[Free-text object descriptions]
---------------
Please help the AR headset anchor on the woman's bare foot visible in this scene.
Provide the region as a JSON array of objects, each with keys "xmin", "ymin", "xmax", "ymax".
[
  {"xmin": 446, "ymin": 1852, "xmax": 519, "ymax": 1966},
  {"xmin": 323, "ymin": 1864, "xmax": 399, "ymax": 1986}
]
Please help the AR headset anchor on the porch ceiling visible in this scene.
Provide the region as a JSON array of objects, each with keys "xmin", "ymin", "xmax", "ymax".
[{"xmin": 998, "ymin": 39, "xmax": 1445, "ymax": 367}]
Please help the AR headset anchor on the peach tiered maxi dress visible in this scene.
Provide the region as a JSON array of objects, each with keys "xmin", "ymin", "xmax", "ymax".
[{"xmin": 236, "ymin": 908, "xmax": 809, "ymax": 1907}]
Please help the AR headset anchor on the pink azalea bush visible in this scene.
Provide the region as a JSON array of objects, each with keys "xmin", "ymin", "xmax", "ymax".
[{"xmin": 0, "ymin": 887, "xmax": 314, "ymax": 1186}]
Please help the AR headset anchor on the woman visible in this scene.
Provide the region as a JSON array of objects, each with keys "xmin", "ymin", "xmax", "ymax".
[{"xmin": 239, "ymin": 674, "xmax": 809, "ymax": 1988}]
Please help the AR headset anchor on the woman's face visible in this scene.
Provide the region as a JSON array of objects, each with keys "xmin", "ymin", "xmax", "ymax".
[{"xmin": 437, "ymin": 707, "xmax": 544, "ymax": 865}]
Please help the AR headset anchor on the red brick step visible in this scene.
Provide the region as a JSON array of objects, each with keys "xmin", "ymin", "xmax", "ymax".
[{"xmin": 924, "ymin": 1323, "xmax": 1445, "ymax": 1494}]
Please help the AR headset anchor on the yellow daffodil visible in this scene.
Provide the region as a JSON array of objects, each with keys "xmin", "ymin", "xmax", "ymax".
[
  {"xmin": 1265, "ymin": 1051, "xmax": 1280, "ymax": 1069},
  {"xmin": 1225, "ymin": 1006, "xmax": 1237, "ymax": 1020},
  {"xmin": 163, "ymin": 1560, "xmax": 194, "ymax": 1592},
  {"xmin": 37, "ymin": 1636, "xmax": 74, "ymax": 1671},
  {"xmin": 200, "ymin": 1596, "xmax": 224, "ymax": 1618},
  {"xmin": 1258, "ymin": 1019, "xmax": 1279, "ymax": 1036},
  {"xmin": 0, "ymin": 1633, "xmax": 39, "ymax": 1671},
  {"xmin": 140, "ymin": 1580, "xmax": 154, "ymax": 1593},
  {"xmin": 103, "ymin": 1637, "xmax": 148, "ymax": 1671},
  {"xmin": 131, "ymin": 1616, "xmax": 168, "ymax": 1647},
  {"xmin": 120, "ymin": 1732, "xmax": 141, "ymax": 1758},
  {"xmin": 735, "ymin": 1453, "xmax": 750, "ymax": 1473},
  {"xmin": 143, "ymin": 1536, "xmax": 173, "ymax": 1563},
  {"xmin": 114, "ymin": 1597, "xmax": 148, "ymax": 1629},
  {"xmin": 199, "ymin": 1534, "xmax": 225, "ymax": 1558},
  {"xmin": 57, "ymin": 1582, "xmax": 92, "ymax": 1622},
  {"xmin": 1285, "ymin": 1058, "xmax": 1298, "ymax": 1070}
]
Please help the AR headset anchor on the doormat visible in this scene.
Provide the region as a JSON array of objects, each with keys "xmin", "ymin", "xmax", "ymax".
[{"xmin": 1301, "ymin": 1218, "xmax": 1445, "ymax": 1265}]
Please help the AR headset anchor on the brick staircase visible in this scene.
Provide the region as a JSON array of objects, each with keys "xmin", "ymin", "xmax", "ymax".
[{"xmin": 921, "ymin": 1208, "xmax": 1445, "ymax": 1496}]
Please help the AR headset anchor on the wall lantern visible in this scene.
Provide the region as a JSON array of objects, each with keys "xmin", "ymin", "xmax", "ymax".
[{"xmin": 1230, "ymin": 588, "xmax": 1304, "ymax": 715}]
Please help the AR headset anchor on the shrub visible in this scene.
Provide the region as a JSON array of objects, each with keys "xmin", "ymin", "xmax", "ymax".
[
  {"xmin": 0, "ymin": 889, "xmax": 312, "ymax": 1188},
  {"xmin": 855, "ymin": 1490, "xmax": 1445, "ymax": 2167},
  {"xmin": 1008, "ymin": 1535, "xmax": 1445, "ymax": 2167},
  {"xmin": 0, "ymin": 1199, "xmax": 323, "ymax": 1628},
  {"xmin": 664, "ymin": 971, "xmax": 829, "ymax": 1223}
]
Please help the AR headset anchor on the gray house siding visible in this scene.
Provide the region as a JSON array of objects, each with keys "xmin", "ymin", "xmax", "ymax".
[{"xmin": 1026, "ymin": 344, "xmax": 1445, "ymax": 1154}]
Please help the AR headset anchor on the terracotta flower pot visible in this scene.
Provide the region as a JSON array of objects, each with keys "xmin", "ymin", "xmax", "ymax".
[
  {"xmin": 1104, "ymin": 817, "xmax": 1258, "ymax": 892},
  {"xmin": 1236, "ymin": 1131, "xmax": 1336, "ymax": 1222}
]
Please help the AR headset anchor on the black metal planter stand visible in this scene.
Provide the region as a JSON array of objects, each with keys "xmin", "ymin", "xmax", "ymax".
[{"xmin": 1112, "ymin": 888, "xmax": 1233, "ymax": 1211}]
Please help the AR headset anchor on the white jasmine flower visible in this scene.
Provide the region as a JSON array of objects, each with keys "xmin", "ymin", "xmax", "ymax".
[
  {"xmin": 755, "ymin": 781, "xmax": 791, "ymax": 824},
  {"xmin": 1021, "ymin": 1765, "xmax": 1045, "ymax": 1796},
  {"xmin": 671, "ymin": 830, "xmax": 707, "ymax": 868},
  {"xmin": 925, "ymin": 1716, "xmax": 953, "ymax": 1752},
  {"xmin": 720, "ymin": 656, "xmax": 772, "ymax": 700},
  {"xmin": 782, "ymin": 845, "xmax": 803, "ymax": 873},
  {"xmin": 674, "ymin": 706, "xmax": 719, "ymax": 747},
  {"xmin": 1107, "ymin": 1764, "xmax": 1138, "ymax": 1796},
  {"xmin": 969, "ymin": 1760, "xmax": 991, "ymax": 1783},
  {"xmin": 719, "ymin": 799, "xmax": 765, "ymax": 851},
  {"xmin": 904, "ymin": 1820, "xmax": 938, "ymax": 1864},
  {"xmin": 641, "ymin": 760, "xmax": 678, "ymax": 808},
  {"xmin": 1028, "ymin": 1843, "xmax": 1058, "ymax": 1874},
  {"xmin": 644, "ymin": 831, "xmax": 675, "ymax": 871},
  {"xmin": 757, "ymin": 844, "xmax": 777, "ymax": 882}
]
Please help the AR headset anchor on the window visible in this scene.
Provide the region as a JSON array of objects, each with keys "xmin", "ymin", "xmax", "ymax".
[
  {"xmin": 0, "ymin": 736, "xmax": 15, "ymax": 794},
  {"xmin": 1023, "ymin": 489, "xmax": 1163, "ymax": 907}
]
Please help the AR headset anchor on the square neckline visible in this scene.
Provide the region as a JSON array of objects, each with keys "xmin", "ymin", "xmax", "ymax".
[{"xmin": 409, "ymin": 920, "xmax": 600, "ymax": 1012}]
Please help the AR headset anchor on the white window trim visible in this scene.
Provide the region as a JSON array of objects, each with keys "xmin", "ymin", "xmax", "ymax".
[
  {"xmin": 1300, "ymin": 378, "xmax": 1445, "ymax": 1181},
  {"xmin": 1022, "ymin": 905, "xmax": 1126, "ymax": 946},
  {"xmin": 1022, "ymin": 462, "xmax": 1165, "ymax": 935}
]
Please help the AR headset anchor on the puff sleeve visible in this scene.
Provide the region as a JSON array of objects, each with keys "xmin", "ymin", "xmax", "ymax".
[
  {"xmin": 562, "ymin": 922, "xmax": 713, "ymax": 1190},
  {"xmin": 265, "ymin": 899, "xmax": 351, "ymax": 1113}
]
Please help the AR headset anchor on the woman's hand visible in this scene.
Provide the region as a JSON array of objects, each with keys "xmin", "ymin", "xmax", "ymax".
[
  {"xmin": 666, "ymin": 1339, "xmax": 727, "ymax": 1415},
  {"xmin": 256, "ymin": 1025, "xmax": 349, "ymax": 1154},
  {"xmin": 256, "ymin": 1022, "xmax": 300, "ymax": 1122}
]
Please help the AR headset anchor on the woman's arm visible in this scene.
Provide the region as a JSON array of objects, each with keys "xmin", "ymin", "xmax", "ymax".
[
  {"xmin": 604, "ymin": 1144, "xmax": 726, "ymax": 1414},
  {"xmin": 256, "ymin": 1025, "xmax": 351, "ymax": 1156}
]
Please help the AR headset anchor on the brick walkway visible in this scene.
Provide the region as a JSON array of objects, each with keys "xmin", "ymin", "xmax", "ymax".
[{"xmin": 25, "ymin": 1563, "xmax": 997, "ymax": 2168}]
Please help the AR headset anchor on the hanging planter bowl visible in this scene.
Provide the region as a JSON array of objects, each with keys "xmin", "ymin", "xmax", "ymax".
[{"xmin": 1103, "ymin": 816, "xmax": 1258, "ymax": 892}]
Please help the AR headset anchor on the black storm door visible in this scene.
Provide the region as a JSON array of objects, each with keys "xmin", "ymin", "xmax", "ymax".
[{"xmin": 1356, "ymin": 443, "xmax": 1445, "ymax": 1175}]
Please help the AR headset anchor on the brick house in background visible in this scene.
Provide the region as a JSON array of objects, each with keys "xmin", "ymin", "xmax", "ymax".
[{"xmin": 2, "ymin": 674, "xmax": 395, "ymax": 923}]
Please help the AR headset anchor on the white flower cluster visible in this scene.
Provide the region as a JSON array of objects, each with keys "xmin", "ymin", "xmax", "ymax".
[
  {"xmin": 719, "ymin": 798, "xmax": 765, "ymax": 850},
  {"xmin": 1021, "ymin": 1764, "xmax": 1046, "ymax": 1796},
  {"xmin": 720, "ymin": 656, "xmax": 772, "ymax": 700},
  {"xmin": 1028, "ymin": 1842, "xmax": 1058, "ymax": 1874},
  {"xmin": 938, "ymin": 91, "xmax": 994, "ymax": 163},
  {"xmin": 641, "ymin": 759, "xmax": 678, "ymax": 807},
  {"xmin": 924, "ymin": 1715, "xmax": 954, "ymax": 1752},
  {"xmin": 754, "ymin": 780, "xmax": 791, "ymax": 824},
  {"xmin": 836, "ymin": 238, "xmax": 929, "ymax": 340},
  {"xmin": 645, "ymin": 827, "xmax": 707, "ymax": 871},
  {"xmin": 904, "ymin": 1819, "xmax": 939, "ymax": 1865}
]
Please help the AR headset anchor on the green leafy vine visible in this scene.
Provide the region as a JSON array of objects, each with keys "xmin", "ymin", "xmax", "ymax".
---------------
▸ DESCRIPTION OF THE TASK: What is needed is a verbatim copy of every line in the records above from the one containing "Please help the AR headset anchor on the terracotta" down to the one containing "Please help the AR headset anchor on the white jasmine", both included, and nothing more.

▸ YOUR RESPONSE:
Please help the AR headset anchor on the terracotta flower pot visible in this scene.
Provide the region as a JSON array of objects, each with keys "xmin", "ymin", "xmax", "ymax".
[
  {"xmin": 1104, "ymin": 817, "xmax": 1258, "ymax": 892},
  {"xmin": 1236, "ymin": 1131, "xmax": 1336, "ymax": 1222}
]
Please help the AR headset anchor on the black metal planter stand visible in this scene.
Provide the region as a JSON array of objects, each with keys "xmin", "ymin", "xmax", "ymax".
[{"xmin": 1112, "ymin": 888, "xmax": 1233, "ymax": 1211}]
Please help the AR headset anchor on the white jasmine flower visible in this scene.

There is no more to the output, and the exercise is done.